Lay out the lines of the data below as a numbered list, omitting blank lines.
■ ■ ■ ■
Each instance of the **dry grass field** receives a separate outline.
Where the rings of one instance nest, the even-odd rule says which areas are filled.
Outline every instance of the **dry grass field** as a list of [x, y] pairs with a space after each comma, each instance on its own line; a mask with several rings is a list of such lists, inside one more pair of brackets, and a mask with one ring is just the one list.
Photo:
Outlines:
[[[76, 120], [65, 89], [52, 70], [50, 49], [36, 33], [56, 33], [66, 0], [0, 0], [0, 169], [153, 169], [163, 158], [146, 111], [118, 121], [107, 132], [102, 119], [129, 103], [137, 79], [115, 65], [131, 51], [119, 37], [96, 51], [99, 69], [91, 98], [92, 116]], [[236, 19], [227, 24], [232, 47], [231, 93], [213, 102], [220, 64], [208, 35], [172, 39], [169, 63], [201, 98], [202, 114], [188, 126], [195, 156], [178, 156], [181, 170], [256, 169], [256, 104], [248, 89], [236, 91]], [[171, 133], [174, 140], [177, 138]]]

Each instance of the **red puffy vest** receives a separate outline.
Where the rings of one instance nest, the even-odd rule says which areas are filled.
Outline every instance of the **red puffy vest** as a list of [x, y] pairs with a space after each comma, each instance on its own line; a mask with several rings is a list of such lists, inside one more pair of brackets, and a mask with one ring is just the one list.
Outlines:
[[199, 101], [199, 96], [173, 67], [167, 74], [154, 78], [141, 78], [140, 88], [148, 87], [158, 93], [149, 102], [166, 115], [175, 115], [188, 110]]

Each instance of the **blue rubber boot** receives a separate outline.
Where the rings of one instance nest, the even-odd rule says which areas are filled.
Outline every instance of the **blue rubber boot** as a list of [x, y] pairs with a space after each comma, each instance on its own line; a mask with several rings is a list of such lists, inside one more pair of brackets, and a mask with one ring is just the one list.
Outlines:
■ ■ ■ ■
> OUTPUT FOR THIS TASK
1. Each instance of the **dry grass field** receives a separate outline.
2. Where the rings of one instance nest, the even-odd rule says which areas are filled.
3. Outline every instance of the **dry grass field** as a list of [x, y] pairs with a space after each comma, each instance on its own line; a mask with several rings is a list of such lists, inside one more pair of brackets, and a mask with one ring is just the one list.
4. Photo:
5. Outlines:
6. [[[76, 120], [65, 89], [52, 70], [50, 49], [36, 33], [56, 33], [66, 0], [0, 0], [0, 169], [153, 169], [163, 158], [146, 111], [118, 121], [107, 132], [102, 119], [129, 103], [137, 79], [115, 65], [131, 51], [119, 37], [96, 51], [99, 69], [91, 98], [92, 116]], [[236, 19], [227, 24], [232, 47], [231, 93], [213, 102], [220, 64], [208, 35], [172, 39], [169, 63], [201, 98], [202, 114], [188, 126], [195, 156], [178, 156], [181, 170], [256, 169], [256, 104], [248, 89], [236, 91]], [[171, 133], [174, 140], [177, 138]]]
7. Each instance of the **red puffy vest** receives a separate outline.
8. Where the rings of one instance nest, the even-odd rule says which areas are filled.
9. Outline every instance of the **red puffy vest** as a list of [x, y] pairs with a space after each comma, each instance on its own line; a mask with several rings is a list of such lists, inside one more pair of brackets, and a mask with one ring is just the one list.
10. Outlines:
11. [[199, 101], [199, 96], [173, 67], [167, 74], [154, 78], [141, 78], [140, 88], [148, 87], [158, 93], [149, 102], [166, 115], [175, 115], [188, 110]]
12. Each instance of the **blue rubber boot** receives a separate outline.
13. Where the rings of one instance nest, the even-odd rule says which areas are filled.
14. Outline every instance of the **blue rubber boot** as a list of [x, y] pairs with a space after each comma, each instance on its own line; a mask with several rings is a list of such lists, inside one more pair of brackets, and a mask with one ring is just the one list.
15. Outlines:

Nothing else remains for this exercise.